I set up a corner in her room or her bedroom to be (she still co-sleeps and is about to move into her cot in our bedroom soon) where she can reach her own hairbrush and see her whole body schema in a mirror. The chest of drawers is a bedside table which I had kept in my office room and was hardly ever used. The mirror had come off the wall a long time ago and was originally a charity shop buy. I found the mirror tucked away in my wardrobe. All it needed was a hook down low. I am sure you will find mirrors like this in second-hand shops if you don’t happen to have one lying about (as you do). I rummaged about to see where I could find anything else suitable like the little basket to keep some hankies and a hairbrush in, and there you go – a toddler’s dressing table 🙂


Does it work?

To be fair, at the moment my daughter likes talking to her reflection and then kiss it and wipe her little hands on it, so I’ll have to wipe the mirror A LOT! But she gets her things now and knows where they are when I tell her, so it is working out.


The next step was to have a table and chair at toddler height in the kitchen with accessible snacks and water source. We have already done some pouring activities and she is mastering pouring water from a small jug into a cup herself, but this is really for her so she can help herself and won’t have to resort to crying because she is hungry. It all helped with minimising the daytime feeds. She can go without being breastfed from waking up to naptime now, which in my personal sphere is a success. It always depends on your own situation of course – perhaps you haven’t been breastfeeding that long, but I felt it is a way to do the weaning gently. She is going to be two next February, so it also encourages her independence if it is there and she won’t turn back to her default.

I have also allocated a drawer with her plate and cutlery which she can reach and have put all sharp implements out of reach.

The next step will be a stepladder so she can reach the worktops while I am there to supervise (of course).


Does it work?

To be fair, these items of furniture are sometimes misappropriated as a climbing frame. So, it is not always in the kitchen now. If something is inappropriately used, it needs to stop obviously and preserve in telling her what it is for. I try and do this calmly and gently. We are getting there and she does know what it is for.

Living Room

Another step was this shelf where I can layout toys she can choose by herself. This shelf was another piece of furniture in which I stored some of my many, many books (one of my husband’s nightmares). I shifted them and have a nice and low shelf to layout different toys and activities. The key is to keep it to just a few toys and not have them all jumbled up in big boxes which will very often lead to a frenzy of emptying them out, throwing them about, only playing with them very briefly and then abandoning them. That was something I wanted to avoid, which is why the “shelf-idea” really appealed to me.

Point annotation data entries

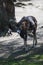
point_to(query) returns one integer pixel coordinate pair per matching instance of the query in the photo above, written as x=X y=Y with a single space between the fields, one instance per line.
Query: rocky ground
x=14 y=43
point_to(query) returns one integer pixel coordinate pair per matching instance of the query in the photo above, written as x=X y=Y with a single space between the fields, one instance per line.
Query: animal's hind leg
x=34 y=39
x=25 y=42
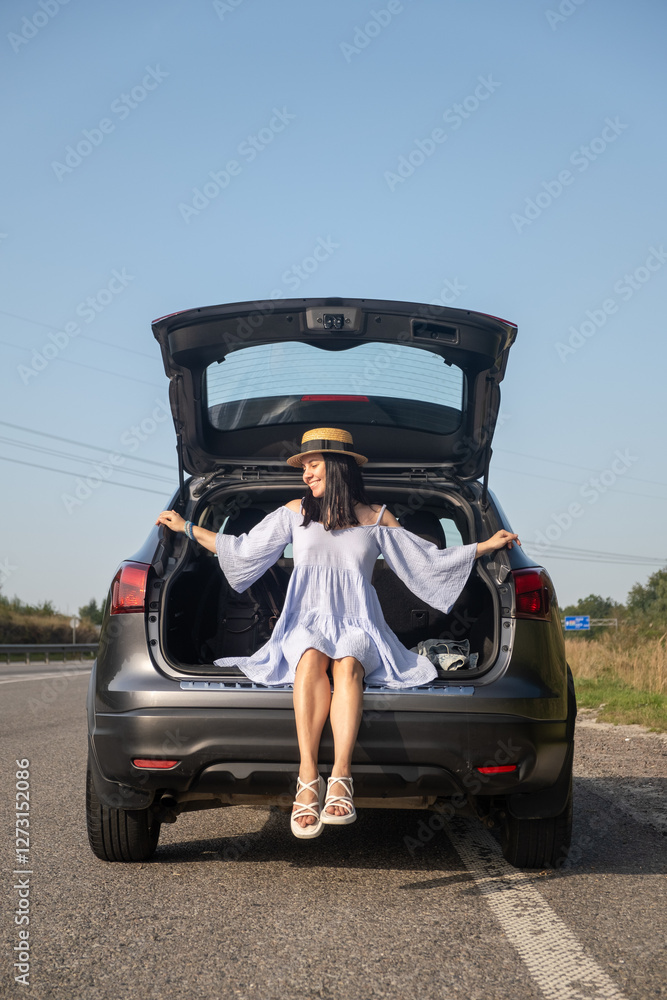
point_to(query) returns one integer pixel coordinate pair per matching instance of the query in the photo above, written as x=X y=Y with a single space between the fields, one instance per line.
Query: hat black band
x=326 y=445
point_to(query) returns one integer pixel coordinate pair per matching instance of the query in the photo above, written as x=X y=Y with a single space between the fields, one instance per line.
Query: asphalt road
x=233 y=906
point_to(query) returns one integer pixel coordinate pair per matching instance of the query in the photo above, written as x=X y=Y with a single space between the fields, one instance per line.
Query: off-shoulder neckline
x=375 y=524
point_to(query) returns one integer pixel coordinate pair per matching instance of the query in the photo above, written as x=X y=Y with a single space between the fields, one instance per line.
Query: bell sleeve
x=244 y=558
x=435 y=575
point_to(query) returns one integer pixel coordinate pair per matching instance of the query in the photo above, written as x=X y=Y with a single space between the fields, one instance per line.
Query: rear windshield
x=378 y=383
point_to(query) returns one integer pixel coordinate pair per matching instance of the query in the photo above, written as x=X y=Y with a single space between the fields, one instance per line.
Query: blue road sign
x=577 y=623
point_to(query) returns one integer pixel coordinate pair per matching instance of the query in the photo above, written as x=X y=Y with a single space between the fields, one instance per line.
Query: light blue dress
x=331 y=604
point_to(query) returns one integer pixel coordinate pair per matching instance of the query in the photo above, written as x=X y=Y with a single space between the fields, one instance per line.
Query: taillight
x=350 y=399
x=498 y=769
x=128 y=590
x=153 y=762
x=533 y=593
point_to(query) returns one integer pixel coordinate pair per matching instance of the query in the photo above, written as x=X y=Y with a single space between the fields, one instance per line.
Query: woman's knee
x=348 y=668
x=313 y=660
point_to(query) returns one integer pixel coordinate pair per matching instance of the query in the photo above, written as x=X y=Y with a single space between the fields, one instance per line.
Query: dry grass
x=640 y=663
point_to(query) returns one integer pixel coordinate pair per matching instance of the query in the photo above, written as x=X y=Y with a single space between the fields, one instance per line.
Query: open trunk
x=202 y=618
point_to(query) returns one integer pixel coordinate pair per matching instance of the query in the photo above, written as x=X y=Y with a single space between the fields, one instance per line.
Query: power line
x=79 y=336
x=554 y=479
x=64 y=472
x=83 y=444
x=591 y=556
x=584 y=468
x=79 y=364
x=76 y=458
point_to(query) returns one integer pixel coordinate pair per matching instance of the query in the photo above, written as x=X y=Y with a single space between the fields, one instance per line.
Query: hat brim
x=295 y=460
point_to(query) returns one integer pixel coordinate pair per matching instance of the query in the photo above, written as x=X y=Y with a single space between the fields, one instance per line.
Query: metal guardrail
x=20 y=651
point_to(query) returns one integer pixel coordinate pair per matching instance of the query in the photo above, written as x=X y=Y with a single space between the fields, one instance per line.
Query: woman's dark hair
x=343 y=489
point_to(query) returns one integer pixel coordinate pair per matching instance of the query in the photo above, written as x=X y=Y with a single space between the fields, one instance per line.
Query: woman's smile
x=315 y=474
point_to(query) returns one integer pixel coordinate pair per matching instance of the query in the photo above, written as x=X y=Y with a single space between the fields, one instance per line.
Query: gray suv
x=418 y=388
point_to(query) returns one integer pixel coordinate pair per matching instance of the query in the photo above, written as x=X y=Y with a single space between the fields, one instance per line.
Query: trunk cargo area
x=202 y=618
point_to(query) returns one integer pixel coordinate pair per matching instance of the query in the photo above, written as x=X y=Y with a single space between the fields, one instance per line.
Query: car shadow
x=606 y=837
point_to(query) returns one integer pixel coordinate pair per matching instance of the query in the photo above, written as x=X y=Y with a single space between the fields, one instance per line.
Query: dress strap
x=379 y=517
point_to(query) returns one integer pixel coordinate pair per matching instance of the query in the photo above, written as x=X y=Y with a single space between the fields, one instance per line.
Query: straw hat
x=326 y=440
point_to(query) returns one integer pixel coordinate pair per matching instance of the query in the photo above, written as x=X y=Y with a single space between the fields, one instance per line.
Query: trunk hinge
x=174 y=394
x=485 y=480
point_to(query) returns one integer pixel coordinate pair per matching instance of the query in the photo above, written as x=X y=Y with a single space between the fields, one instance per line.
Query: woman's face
x=315 y=473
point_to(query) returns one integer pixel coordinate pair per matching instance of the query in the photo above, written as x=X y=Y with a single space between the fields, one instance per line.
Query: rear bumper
x=236 y=752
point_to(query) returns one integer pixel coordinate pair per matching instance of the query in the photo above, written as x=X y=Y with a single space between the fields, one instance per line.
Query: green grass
x=621 y=703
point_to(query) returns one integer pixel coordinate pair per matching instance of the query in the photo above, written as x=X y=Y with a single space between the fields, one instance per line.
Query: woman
x=332 y=620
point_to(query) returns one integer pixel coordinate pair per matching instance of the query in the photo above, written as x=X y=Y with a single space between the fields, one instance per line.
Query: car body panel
x=474 y=342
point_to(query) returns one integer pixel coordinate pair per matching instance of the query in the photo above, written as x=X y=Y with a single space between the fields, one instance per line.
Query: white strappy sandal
x=341 y=801
x=314 y=809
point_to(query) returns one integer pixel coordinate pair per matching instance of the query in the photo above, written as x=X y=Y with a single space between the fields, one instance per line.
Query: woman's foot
x=305 y=820
x=338 y=806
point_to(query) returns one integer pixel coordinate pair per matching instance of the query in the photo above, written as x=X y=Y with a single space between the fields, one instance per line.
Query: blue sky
x=506 y=158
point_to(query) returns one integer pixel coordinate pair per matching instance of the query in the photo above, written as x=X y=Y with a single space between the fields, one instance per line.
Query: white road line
x=42 y=677
x=555 y=959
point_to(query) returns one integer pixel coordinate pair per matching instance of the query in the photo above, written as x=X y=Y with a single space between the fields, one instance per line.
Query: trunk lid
x=416 y=385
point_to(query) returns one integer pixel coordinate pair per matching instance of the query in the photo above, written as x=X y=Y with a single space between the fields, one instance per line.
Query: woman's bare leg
x=312 y=699
x=345 y=714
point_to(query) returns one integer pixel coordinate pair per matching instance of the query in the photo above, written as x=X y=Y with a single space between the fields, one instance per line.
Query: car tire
x=538 y=843
x=119 y=834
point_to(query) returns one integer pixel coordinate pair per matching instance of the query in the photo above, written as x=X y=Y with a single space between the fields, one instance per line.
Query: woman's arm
x=177 y=523
x=501 y=539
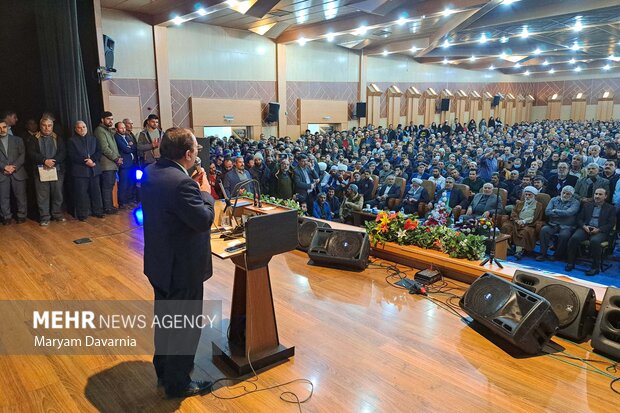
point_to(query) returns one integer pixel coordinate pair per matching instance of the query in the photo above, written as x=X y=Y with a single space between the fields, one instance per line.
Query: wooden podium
x=253 y=333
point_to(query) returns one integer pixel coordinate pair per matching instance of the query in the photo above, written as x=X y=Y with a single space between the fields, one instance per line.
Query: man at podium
x=178 y=213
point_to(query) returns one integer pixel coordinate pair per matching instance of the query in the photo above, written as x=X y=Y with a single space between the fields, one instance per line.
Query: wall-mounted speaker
x=606 y=335
x=274 y=112
x=108 y=49
x=339 y=248
x=445 y=105
x=515 y=314
x=573 y=304
x=360 y=110
x=305 y=231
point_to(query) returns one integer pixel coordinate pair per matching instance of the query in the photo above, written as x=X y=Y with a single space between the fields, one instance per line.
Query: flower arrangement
x=407 y=230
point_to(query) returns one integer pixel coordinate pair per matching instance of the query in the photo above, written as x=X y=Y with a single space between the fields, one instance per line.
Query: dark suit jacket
x=81 y=148
x=552 y=184
x=177 y=222
x=16 y=156
x=126 y=151
x=606 y=221
x=394 y=191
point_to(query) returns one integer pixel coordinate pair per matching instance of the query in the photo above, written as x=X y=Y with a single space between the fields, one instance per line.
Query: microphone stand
x=491 y=258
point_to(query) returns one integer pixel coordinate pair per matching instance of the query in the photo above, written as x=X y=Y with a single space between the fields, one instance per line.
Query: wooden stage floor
x=366 y=345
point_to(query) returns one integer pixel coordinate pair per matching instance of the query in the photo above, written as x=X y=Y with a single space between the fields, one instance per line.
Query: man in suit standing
x=595 y=222
x=178 y=214
x=110 y=160
x=12 y=175
x=128 y=153
x=84 y=155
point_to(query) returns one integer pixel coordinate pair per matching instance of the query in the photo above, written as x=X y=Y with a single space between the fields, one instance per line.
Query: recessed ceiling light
x=447 y=11
x=525 y=33
x=578 y=26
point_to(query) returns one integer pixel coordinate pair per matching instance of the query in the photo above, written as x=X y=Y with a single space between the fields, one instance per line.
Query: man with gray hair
x=585 y=187
x=561 y=212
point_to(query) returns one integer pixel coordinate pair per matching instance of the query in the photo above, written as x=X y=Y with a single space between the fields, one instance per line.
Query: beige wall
x=404 y=69
x=202 y=52
x=316 y=62
x=133 y=53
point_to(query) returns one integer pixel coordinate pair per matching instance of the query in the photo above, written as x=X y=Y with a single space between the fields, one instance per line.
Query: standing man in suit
x=12 y=175
x=178 y=214
x=47 y=150
x=110 y=160
x=128 y=153
x=595 y=222
x=84 y=154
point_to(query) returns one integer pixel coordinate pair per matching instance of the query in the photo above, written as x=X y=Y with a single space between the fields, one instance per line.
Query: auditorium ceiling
x=522 y=37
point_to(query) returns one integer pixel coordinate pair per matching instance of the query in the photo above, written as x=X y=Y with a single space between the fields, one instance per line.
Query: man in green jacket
x=110 y=160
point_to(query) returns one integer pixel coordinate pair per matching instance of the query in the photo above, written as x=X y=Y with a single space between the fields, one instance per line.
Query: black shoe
x=194 y=388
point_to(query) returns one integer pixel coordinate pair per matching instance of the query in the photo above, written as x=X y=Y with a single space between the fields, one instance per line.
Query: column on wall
x=445 y=114
x=605 y=106
x=413 y=104
x=519 y=108
x=509 y=106
x=578 y=107
x=474 y=106
x=373 y=104
x=554 y=107
x=461 y=103
x=430 y=99
x=487 y=99
x=529 y=104
x=393 y=99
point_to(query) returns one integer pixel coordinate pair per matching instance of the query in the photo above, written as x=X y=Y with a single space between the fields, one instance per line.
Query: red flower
x=410 y=225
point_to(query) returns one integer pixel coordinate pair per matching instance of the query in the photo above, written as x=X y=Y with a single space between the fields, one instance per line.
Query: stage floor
x=367 y=346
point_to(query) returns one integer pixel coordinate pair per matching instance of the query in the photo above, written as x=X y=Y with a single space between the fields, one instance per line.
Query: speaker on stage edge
x=517 y=315
x=339 y=248
x=606 y=334
x=274 y=112
x=360 y=110
x=574 y=304
x=305 y=231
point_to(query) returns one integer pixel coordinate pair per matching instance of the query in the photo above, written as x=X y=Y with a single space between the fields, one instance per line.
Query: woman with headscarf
x=522 y=224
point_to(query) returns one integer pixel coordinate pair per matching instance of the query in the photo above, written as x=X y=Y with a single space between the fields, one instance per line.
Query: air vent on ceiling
x=278 y=13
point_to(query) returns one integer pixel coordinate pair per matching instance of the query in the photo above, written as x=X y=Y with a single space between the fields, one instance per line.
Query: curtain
x=61 y=59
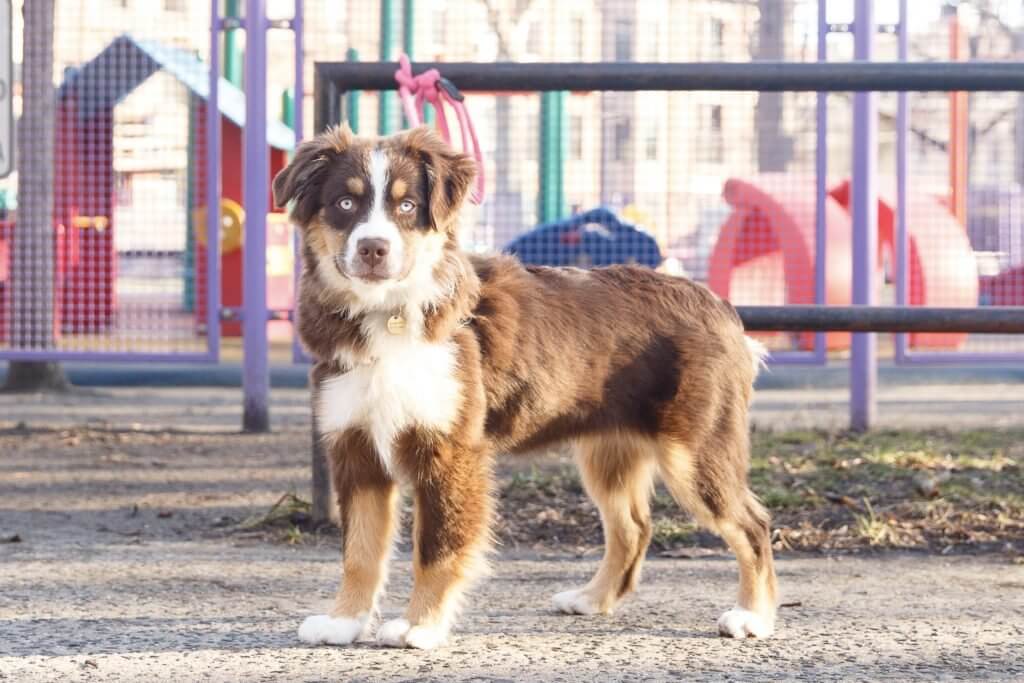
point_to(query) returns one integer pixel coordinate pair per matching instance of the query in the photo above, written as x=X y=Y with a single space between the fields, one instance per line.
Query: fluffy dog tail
x=759 y=353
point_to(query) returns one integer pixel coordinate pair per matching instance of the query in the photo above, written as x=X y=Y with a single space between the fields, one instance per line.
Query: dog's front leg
x=451 y=534
x=367 y=505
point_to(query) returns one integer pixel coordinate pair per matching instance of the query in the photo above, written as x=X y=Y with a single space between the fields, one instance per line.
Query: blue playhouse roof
x=126 y=62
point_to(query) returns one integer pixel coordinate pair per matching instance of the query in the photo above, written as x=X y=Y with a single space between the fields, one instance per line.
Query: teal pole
x=561 y=151
x=409 y=46
x=554 y=143
x=188 y=292
x=232 y=50
x=288 y=108
x=352 y=97
x=385 y=119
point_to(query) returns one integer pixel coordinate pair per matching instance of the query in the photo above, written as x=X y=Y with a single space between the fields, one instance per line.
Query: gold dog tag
x=396 y=325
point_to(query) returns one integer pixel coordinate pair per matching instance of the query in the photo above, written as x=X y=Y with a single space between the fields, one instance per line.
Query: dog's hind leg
x=711 y=483
x=617 y=474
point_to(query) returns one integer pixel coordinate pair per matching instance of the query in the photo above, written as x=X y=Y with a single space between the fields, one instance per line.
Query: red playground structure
x=765 y=251
x=85 y=182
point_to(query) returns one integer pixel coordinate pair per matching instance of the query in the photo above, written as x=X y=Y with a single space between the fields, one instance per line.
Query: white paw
x=739 y=623
x=322 y=629
x=398 y=633
x=576 y=602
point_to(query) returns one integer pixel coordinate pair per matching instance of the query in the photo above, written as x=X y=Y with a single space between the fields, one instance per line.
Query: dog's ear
x=449 y=175
x=302 y=179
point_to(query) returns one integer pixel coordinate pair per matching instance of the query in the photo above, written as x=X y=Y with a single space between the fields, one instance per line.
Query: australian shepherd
x=430 y=361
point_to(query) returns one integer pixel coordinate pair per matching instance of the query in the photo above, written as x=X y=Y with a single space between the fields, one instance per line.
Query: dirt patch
x=934 y=491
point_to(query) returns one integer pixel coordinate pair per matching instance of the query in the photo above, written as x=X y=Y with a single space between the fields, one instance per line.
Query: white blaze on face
x=378 y=223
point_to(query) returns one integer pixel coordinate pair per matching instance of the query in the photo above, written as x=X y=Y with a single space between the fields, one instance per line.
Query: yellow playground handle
x=231 y=218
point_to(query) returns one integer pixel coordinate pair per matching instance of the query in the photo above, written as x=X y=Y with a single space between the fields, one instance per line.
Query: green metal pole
x=288 y=108
x=385 y=118
x=563 y=151
x=547 y=197
x=409 y=46
x=352 y=97
x=232 y=49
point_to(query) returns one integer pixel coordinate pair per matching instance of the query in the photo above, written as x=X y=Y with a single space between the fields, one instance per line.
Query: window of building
x=576 y=137
x=621 y=141
x=624 y=40
x=578 y=36
x=534 y=124
x=711 y=138
x=651 y=43
x=437 y=29
x=650 y=140
x=715 y=38
x=534 y=37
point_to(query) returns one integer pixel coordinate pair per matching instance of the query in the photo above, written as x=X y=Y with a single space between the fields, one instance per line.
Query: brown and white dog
x=430 y=360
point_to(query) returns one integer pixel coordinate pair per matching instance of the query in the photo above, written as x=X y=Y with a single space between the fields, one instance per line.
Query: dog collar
x=396 y=324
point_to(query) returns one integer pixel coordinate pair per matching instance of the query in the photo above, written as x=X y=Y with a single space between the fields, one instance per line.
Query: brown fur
x=649 y=373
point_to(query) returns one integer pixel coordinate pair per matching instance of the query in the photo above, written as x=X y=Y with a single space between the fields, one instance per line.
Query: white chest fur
x=410 y=384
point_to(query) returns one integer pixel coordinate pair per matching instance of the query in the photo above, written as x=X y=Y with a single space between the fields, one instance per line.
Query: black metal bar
x=994 y=319
x=754 y=76
x=327 y=101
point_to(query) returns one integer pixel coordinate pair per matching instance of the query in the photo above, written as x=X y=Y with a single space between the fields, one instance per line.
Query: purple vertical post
x=821 y=178
x=902 y=241
x=297 y=28
x=298 y=24
x=863 y=356
x=255 y=372
x=213 y=188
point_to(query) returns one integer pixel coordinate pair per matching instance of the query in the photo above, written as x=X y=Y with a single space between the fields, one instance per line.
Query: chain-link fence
x=724 y=182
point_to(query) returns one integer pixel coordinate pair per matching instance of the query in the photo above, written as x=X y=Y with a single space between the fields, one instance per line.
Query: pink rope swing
x=430 y=86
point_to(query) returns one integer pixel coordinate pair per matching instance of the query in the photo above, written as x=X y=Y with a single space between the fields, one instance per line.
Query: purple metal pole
x=863 y=368
x=821 y=178
x=902 y=241
x=213 y=188
x=298 y=24
x=255 y=373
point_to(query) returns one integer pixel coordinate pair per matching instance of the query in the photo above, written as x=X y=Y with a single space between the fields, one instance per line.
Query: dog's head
x=375 y=212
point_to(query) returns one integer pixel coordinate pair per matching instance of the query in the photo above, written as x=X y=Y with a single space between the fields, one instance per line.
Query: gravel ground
x=124 y=569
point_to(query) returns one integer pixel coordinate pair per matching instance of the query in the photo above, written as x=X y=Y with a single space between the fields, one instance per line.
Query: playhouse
x=85 y=191
x=765 y=251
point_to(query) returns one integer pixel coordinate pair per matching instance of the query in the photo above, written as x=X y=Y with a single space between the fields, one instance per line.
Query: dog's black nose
x=373 y=251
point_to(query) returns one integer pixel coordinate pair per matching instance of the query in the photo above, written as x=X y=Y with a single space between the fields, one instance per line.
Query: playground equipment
x=85 y=188
x=765 y=251
x=590 y=239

### [Requirements]
(a) Copy the passage from the text on toddler-friendly spaces at home between "To be fair, these" and "know what it is for.", inclusive.
(b) List every line of the entries that contains the string "suit", matching case exactly.

### [Results for each task]
(a)
To be fair, these items of furniture are sometimes misappropriated as a climbing frame. So, it is not always in the kitchen now. If something is inappropriately used, it needs to stop obviously and preserve in telling her what it is for. I try and do this calmly and gently. We are getting there and she does know what it is for.

(b)
Query: dark suit jacket
Query: man in suit standing
Query: standing man in suit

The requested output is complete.